BEGIN STORED DATA
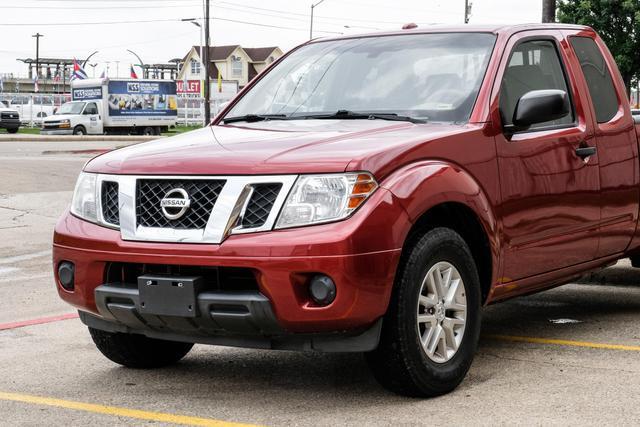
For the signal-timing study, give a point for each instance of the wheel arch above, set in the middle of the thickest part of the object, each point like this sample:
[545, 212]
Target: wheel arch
[439, 194]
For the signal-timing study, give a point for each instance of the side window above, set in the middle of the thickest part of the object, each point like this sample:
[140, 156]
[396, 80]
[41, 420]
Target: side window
[533, 65]
[596, 73]
[91, 108]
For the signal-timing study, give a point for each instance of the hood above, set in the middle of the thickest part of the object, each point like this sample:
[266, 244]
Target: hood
[275, 147]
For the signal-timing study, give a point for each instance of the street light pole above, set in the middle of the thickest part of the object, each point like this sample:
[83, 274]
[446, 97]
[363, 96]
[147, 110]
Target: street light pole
[313, 6]
[37, 37]
[467, 11]
[548, 10]
[207, 95]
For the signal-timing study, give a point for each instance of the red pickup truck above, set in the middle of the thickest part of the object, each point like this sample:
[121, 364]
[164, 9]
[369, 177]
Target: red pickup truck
[367, 194]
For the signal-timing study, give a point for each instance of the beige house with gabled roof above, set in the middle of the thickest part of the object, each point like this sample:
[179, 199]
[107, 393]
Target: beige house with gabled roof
[232, 62]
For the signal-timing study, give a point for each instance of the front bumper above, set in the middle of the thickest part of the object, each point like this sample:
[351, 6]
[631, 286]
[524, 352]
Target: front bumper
[360, 255]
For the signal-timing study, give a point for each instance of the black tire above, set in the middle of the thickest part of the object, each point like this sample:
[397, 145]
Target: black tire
[399, 363]
[138, 351]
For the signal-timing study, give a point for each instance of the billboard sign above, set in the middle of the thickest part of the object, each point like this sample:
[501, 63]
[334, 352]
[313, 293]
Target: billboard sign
[189, 88]
[87, 93]
[142, 98]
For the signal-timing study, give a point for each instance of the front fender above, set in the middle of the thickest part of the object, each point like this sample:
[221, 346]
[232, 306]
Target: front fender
[424, 185]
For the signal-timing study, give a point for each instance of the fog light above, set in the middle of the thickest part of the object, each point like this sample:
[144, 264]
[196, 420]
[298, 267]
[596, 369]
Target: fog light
[322, 289]
[66, 274]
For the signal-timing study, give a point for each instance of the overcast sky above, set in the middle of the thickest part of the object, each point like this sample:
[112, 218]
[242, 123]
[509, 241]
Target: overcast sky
[152, 28]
END STORED DATA
= WORK TASK =
Would you return the entries verbatim, minus any images?

= SOLUTION TO THE EXERCISE =
For the signal-timing study, give a point for each instance of the wheel arch above, set in the middle of the thickest part of the object, each point like this sample:
[545, 212]
Target: wheel arch
[439, 194]
For the signal-timing study, give a point for each instance of the side window above, set in the middle of the thickest part of the object, each point like this sample:
[140, 156]
[396, 80]
[41, 420]
Target: side window
[533, 65]
[596, 73]
[91, 108]
For the signal-timing study, give a point for each instance of the hood above, set in the middle of the thickest part of the object, each point like this sample:
[266, 244]
Target: hood
[275, 147]
For the signal-timing study, give a point for each instance of the street light pole above, set in the middle of the thickest part of the object, each point like this sample:
[83, 274]
[446, 97]
[363, 96]
[147, 110]
Target: street light pole
[313, 6]
[37, 37]
[467, 11]
[548, 10]
[207, 95]
For the signal-timing study, give a point for each instance of the red pickup truck above, set in the middle of the thickest part of the object, each point like this sample:
[121, 364]
[164, 9]
[369, 177]
Target: red pickup truck
[367, 194]
For the signal-timing study, give a point for each instance of the beige house with gabled roof above, set in the middle of the thickest part of the object, each point like this sample:
[179, 199]
[107, 393]
Target: beige house with gabled roof
[232, 62]
For the signal-timing study, give a point for each instance of the front bumper above, set in the middle of the thickest part of the object, each point like this sample:
[351, 6]
[631, 286]
[524, 352]
Target: front bumper
[360, 255]
For the signal-timing study, give a point for each instance of the black tire above, set in the middle of the thickest part of the object, each point like this sample:
[397, 145]
Target: black tire
[399, 363]
[138, 351]
For the signal-timing study, give a point for each instance of the billboard sign above, set in the middle of the thickest part of the object, each point like this sample:
[501, 63]
[334, 352]
[313, 293]
Target: billboard sign
[189, 88]
[87, 93]
[142, 98]
For the signal-timing study, give a point for each instance of the front fender above, set in the middle of the thickest part of the object, each point like this sample:
[221, 346]
[232, 306]
Target: front fender
[424, 185]
For the signal-timing study, give a point for each instance of the fog light above, set in the middle of the thickest part of the object, each point like this sample:
[144, 264]
[196, 420]
[298, 267]
[596, 369]
Target: fog light
[322, 289]
[66, 274]
For the signal-timing study, give a point for each instance of the overcast sky above, set in the middle of the thickest part of the object, each point like this sample:
[112, 218]
[242, 123]
[509, 241]
Target: overcast sky
[152, 28]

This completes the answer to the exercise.